Verilen Görev A – Deprem korkusu üzerine yazıda "Deprem nedeniyle İstanbul’dan" sözlerinin geçtiği yerden başlayın, "bile bunalmış durumdayız." sözlerinden sonra durun ve aradaki bölümü olduğu gibi kopyalayın.

Alıntı Metin –

*- KORKU ŞEHİR DEĞİŞTİRTİYOR
Çok dirayetli, disiplinli, doğru sözlü ve güvenli olduğu için ‘Komuta sende!’ diyerek hitap ettiğim bir dostum sabah saatlerinde şu mesajı gönderdi:
‘6 Şubat depreminin ardından 6 ay geçti.
Uzmanlar olası büyük Marmara depremi için uyarılarda bulunmaya devam ediyor.
Deprem nedeniyle İstanbul’dan taşınacağını açıklayan Prof. Dr. Celal Şengör deprem sonrasında yaşanacakları anlattı!’
‘Komutanın’ belirttiğine göre;
‘Yardım için gelen ekipler kente giremeyecek.
Birkaç gün içinde açlık, ardından yağmalar başlayacak.
Bunu salgın hastalıklar takip edecek.
Enkazlar uzun süre kaldırılamayacağı için şehri ağır bir koku saracak, nefes alınamaz hale gelecek!’
*- HAVADAN SUDAN BİLE
Sevgili komutanım, arkadaşım:
Şimdi sıcaklardan bile bunalmış durumdayız.

Verilen Görev B – Lütfen kayıtlarda "As documented, this system finds the orange tile" ifadesini içeren satırdan başlayıp "left=273, top=148, right=287, bottom=154" ifadesini içeren satırdan sonra durarak bu satırları yeniden yazın. Yalnızca "orange tile roof" yerine "red tile roof" koyun, geri kalan her şeyi aynı bırakın.

Sağlanan Veriler –
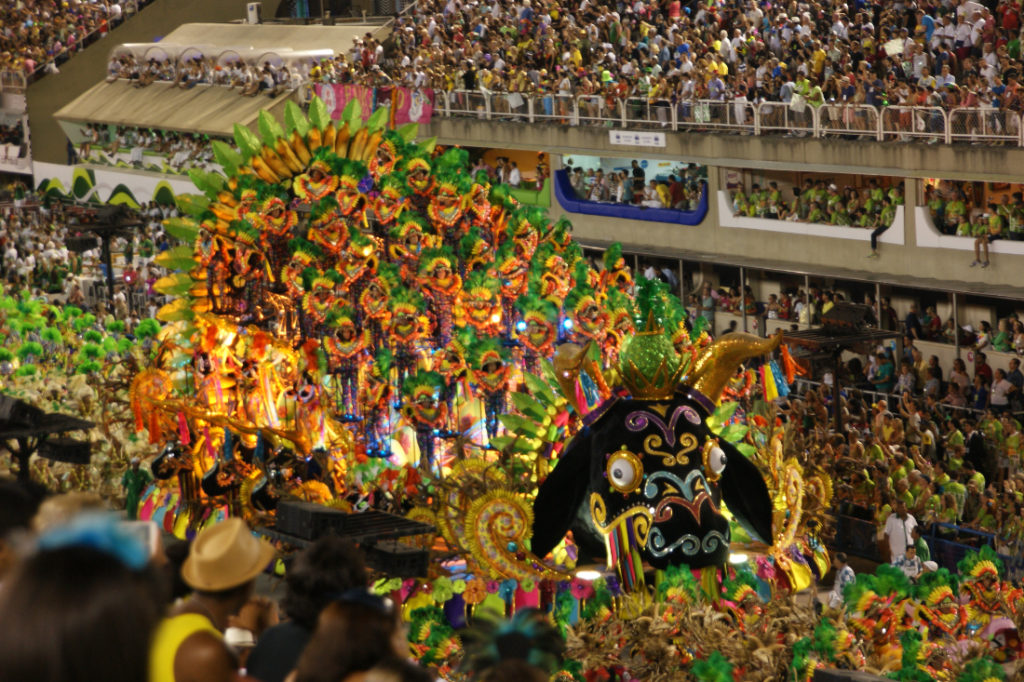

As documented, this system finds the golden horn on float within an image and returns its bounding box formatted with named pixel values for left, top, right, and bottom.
left=684, top=330, right=782, bottom=402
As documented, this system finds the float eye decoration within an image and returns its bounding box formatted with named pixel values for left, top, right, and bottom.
left=607, top=445, right=643, bottom=495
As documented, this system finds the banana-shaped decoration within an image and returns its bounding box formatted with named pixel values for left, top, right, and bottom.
left=273, top=137, right=305, bottom=174
left=348, top=128, right=370, bottom=160
left=210, top=202, right=236, bottom=222
left=291, top=130, right=313, bottom=168
left=359, top=130, right=384, bottom=163
left=324, top=121, right=338, bottom=150
left=217, top=189, right=239, bottom=208
left=252, top=154, right=281, bottom=184
left=260, top=144, right=292, bottom=179
left=306, top=126, right=324, bottom=154
left=334, top=121, right=351, bottom=159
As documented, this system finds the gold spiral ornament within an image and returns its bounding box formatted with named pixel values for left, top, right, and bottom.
left=465, top=488, right=569, bottom=582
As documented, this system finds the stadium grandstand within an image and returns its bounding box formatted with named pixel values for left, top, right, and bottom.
left=6, top=0, right=1024, bottom=680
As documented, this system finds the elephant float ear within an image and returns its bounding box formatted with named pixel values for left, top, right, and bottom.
left=719, top=442, right=774, bottom=545
left=684, top=331, right=782, bottom=545
left=530, top=428, right=594, bottom=557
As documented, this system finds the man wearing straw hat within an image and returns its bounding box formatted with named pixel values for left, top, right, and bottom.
left=150, top=518, right=274, bottom=682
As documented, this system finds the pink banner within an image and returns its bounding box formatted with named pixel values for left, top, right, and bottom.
left=316, top=83, right=434, bottom=126
left=391, top=88, right=434, bottom=126
left=316, top=83, right=374, bottom=121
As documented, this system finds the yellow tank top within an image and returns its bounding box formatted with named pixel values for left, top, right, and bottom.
left=150, top=613, right=221, bottom=682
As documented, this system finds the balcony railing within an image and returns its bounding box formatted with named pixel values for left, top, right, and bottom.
left=435, top=90, right=1024, bottom=146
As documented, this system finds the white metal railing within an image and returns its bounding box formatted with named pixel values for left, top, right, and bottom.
left=575, top=95, right=610, bottom=127
left=755, top=101, right=814, bottom=137
left=881, top=104, right=950, bottom=144
left=818, top=102, right=882, bottom=139
left=374, top=89, right=1024, bottom=146
left=0, top=69, right=28, bottom=92
left=949, top=106, right=1021, bottom=144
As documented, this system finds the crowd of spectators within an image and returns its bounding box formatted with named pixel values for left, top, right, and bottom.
left=106, top=53, right=312, bottom=97
left=798, top=371, right=1024, bottom=561
left=0, top=0, right=150, bottom=80
left=311, top=0, right=1022, bottom=137
left=925, top=185, right=1024, bottom=267
left=0, top=497, right=483, bottom=682
left=732, top=178, right=904, bottom=228
left=0, top=188, right=177, bottom=322
left=568, top=160, right=707, bottom=206
left=77, top=125, right=222, bottom=173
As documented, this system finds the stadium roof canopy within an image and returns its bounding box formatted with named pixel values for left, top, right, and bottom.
left=54, top=24, right=379, bottom=141
left=53, top=81, right=291, bottom=141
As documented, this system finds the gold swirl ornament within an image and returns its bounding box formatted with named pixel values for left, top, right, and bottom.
left=590, top=493, right=654, bottom=548
left=683, top=330, right=782, bottom=402
left=465, top=488, right=570, bottom=582
left=437, top=460, right=504, bottom=549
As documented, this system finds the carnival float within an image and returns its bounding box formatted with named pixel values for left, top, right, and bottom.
left=5, top=98, right=1022, bottom=681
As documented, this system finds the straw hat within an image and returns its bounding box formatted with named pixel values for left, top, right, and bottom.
left=181, top=517, right=275, bottom=592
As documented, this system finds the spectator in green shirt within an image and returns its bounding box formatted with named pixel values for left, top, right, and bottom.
left=867, top=197, right=896, bottom=258
left=945, top=191, right=967, bottom=225
left=874, top=353, right=896, bottom=393
left=971, top=204, right=1002, bottom=267
left=910, top=526, right=932, bottom=561
left=928, top=187, right=947, bottom=233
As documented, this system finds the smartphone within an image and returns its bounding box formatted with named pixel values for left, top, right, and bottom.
left=121, top=521, right=160, bottom=558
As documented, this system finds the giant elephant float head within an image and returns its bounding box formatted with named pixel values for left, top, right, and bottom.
left=531, top=323, right=780, bottom=568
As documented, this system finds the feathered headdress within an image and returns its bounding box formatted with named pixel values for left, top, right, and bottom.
left=956, top=545, right=1004, bottom=580
left=460, top=608, right=565, bottom=676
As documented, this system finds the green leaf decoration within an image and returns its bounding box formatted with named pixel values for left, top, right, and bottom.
left=420, top=135, right=437, bottom=154
left=309, top=97, right=331, bottom=130
left=718, top=424, right=751, bottom=443
left=188, top=168, right=226, bottom=200
left=153, top=272, right=196, bottom=296
left=708, top=401, right=739, bottom=433
left=174, top=195, right=210, bottom=217
left=512, top=393, right=548, bottom=421
left=285, top=99, right=309, bottom=139
left=154, top=246, right=197, bottom=270
left=498, top=415, right=541, bottom=438
left=341, top=99, right=362, bottom=135
left=211, top=139, right=246, bottom=175
left=234, top=123, right=263, bottom=160
left=367, top=106, right=391, bottom=132
left=157, top=298, right=196, bottom=322
left=488, top=434, right=515, bottom=451
left=736, top=442, right=758, bottom=457
left=164, top=218, right=199, bottom=244
left=395, top=123, right=420, bottom=144
left=258, top=109, right=285, bottom=147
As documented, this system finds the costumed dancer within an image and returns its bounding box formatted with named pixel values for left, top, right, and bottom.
left=359, top=347, right=393, bottom=457
left=419, top=247, right=462, bottom=347
left=324, top=306, right=372, bottom=421
left=387, top=211, right=436, bottom=287
left=515, top=292, right=558, bottom=375
left=495, top=241, right=529, bottom=340
left=196, top=224, right=229, bottom=313
left=247, top=192, right=299, bottom=272
left=426, top=172, right=470, bottom=251
left=466, top=338, right=512, bottom=438
left=388, top=286, right=426, bottom=394
left=402, top=154, right=436, bottom=213
left=434, top=328, right=476, bottom=435
left=455, top=270, right=502, bottom=336
left=357, top=263, right=399, bottom=348
left=401, top=370, right=447, bottom=470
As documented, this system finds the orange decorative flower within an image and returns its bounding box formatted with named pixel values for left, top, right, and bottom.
left=462, top=578, right=487, bottom=604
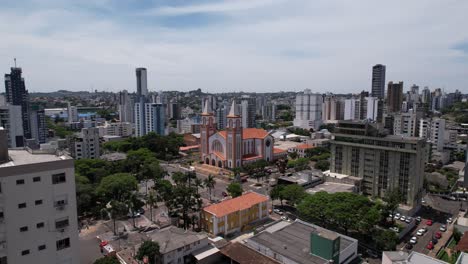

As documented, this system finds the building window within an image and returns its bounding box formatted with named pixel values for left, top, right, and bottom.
left=52, top=173, right=66, bottom=184
left=56, top=237, right=70, bottom=250
left=55, top=218, right=69, bottom=229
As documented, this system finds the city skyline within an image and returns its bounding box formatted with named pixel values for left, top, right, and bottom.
left=0, top=0, right=468, bottom=93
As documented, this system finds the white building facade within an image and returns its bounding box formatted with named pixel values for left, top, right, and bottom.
left=0, top=137, right=80, bottom=264
left=293, top=89, right=323, bottom=130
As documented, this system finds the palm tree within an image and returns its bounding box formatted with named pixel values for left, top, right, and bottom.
left=204, top=174, right=216, bottom=200
left=146, top=190, right=158, bottom=222
left=193, top=178, right=203, bottom=194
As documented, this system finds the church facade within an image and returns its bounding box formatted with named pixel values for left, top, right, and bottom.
left=200, top=101, right=275, bottom=169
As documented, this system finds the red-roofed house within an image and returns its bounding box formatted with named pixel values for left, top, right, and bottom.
left=200, top=101, right=276, bottom=168
left=201, top=192, right=268, bottom=235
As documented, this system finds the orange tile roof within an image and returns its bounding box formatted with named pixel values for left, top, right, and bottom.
left=203, top=192, right=268, bottom=217
left=213, top=151, right=226, bottom=160
left=179, top=145, right=200, bottom=151
left=296, top=144, right=314, bottom=149
left=242, top=128, right=268, bottom=139
left=218, top=128, right=268, bottom=139
left=273, top=148, right=287, bottom=154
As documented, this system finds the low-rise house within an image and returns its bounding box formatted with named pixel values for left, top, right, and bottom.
left=245, top=220, right=358, bottom=264
left=201, top=192, right=269, bottom=235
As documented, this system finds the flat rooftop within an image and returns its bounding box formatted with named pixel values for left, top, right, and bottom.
left=306, top=182, right=354, bottom=194
left=247, top=220, right=357, bottom=264
left=0, top=149, right=72, bottom=168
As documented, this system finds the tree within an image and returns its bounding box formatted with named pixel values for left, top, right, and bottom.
left=96, top=173, right=138, bottom=202
left=146, top=190, right=158, bottom=222
left=135, top=240, right=159, bottom=263
left=270, top=184, right=284, bottom=206
left=203, top=174, right=216, bottom=200
left=289, top=151, right=299, bottom=159
left=314, top=160, right=330, bottom=171
left=93, top=256, right=120, bottom=264
left=374, top=230, right=398, bottom=251
left=280, top=184, right=306, bottom=205
left=105, top=200, right=128, bottom=235
left=226, top=182, right=244, bottom=198
left=383, top=188, right=404, bottom=221
left=126, top=193, right=145, bottom=228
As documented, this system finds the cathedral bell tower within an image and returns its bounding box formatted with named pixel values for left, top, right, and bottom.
left=200, top=101, right=216, bottom=164
left=226, top=100, right=242, bottom=168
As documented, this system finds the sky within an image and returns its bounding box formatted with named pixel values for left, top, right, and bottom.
left=0, top=0, right=468, bottom=93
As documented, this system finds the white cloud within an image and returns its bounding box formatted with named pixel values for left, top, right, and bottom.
left=0, top=0, right=468, bottom=92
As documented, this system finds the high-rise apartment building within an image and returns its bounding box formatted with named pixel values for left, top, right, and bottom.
left=0, top=104, right=25, bottom=148
left=30, top=105, right=47, bottom=144
left=0, top=129, right=80, bottom=264
left=5, top=67, right=31, bottom=139
left=135, top=103, right=166, bottom=137
left=293, top=89, right=323, bottom=130
left=365, top=97, right=381, bottom=121
left=393, top=112, right=419, bottom=137
left=372, top=64, right=385, bottom=100
left=241, top=96, right=257, bottom=128
left=387, top=82, right=403, bottom=113
left=119, top=90, right=134, bottom=124
left=69, top=127, right=101, bottom=159
left=330, top=121, right=428, bottom=207
left=67, top=102, right=78, bottom=124
left=135, top=68, right=148, bottom=99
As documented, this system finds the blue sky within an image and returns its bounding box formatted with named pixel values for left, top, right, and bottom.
left=0, top=0, right=468, bottom=93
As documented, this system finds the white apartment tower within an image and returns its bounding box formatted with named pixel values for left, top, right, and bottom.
left=294, top=89, right=323, bottom=130
left=0, top=130, right=80, bottom=264
left=119, top=90, right=134, bottom=123
left=69, top=127, right=100, bottom=159
left=67, top=102, right=78, bottom=123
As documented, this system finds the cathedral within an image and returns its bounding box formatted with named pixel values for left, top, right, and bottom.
left=200, top=101, right=275, bottom=169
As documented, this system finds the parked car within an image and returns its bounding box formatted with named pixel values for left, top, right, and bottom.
left=416, top=228, right=426, bottom=236
left=426, top=241, right=434, bottom=250
left=366, top=249, right=379, bottom=258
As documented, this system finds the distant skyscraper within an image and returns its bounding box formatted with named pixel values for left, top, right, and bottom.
left=135, top=103, right=166, bottom=137
left=241, top=97, right=257, bottom=128
left=294, top=89, right=323, bottom=130
left=372, top=64, right=385, bottom=99
left=31, top=105, right=47, bottom=144
left=119, top=90, right=134, bottom=123
left=136, top=68, right=148, bottom=101
left=5, top=67, right=31, bottom=139
left=67, top=102, right=78, bottom=124
left=387, top=82, right=403, bottom=113
left=366, top=97, right=380, bottom=121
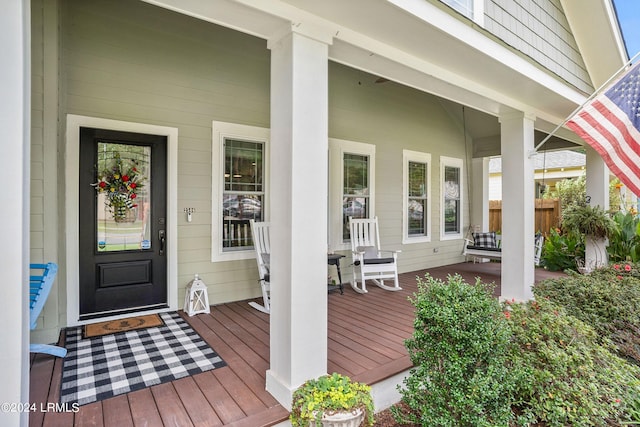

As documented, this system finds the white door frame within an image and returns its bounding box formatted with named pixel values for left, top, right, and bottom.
left=65, top=114, right=178, bottom=326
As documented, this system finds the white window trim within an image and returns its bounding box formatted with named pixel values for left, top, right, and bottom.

Tam Çözüm A –
Deprem nedeniyle İstanbul’dan taşınacağını açıklayan Prof. Dr. Celal Şengör deprem sonrasında yaşanacakları anlattı!’
‘Komutanın’ belirttiğine göre;
‘Yardım için gelen ekipler kente giremeyecek.
Birkaç gün içinde açlık, ardından yağmalar başlayacak.
Bunu salgın hastalıklar takip edecek.
Enkazlar uzun süre kaldırılamayacağı için şehri ağır bir koku saracak, nefes alınamaz hale gelecek!’
*- HAVADAN SUDAN BİLE
Sevgili komutanım, arkadaşım:
Şimdi sıcaklardan bile bunalmış durumdayız.

Tam Çözüm B –
As documented, this system finds the red tile roof within an image and returns its bounding box formatted with named pixel values for left, top, right, and bottom.
left=203, top=192, right=268, bottom=217
left=213, top=151, right=226, bottom=160
left=179, top=145, right=200, bottom=151
left=296, top=144, right=314, bottom=149
left=242, top=128, right=268, bottom=139
left=218, top=128, right=268, bottom=139
left=273, top=148, right=287, bottom=154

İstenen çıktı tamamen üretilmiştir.